Directions: Pick out each line below that contains the string "ceramic", treating uppercase and lowercase as different.

════════════════

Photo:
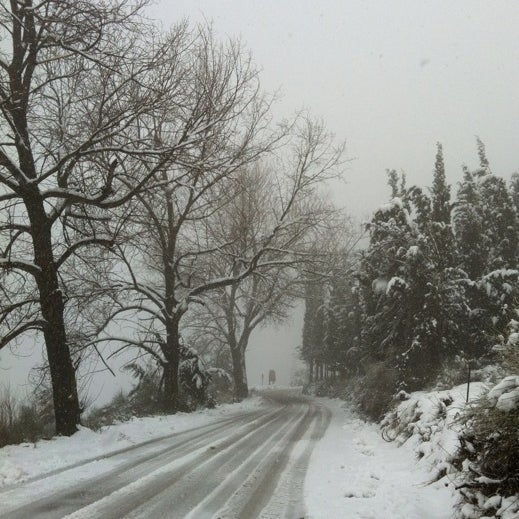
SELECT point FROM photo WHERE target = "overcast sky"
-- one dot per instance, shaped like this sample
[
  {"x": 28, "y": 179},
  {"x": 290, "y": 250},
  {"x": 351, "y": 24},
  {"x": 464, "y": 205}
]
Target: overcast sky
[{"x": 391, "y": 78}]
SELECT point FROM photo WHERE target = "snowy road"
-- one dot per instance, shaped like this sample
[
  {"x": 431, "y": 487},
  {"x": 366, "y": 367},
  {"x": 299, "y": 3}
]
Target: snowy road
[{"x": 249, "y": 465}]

════════════════

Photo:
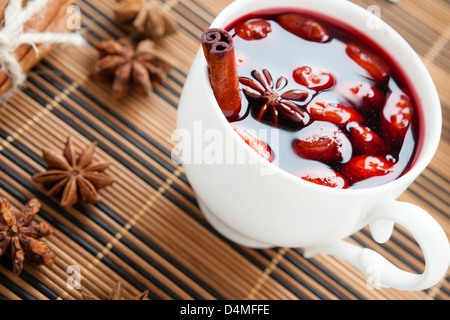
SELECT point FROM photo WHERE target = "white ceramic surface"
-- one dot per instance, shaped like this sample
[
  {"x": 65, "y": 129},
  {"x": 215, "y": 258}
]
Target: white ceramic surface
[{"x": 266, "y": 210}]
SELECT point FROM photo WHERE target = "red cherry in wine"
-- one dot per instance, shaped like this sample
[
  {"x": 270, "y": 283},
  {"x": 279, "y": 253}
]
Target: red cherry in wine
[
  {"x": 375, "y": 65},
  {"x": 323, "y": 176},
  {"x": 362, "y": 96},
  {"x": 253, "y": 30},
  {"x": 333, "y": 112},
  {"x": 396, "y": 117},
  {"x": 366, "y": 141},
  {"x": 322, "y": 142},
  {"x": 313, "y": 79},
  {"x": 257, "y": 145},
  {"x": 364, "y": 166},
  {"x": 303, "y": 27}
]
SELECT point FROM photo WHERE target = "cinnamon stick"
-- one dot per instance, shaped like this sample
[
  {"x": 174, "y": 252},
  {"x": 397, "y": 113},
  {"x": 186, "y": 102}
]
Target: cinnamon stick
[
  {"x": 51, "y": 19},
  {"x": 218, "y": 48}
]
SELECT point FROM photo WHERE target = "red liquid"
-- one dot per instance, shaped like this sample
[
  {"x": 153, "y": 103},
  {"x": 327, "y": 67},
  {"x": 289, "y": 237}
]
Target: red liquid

════════════════

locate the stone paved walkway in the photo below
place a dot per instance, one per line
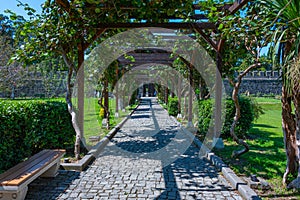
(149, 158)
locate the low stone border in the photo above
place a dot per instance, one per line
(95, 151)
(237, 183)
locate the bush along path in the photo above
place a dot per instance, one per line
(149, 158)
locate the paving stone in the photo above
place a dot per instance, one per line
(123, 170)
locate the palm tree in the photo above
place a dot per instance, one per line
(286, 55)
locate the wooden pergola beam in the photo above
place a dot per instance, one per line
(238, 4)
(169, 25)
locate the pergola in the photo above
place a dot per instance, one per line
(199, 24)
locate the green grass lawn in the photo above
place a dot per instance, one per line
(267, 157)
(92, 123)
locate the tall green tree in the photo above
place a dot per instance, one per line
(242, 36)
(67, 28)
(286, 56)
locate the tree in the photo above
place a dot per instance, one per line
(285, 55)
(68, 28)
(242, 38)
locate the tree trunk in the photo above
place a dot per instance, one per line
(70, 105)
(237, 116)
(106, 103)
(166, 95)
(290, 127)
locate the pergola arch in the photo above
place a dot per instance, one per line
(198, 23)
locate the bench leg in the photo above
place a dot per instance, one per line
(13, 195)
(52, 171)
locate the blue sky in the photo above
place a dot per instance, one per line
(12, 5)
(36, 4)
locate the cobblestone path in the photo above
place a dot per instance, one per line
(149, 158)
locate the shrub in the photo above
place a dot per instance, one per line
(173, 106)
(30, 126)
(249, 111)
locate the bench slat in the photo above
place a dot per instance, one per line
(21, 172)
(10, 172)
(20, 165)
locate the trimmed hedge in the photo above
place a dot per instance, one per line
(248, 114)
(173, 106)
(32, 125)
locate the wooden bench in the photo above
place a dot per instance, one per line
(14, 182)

════════════════

Task result:
SELECT point FROM photo WHERE target = "white ceramic surface"
Target: white ceramic surface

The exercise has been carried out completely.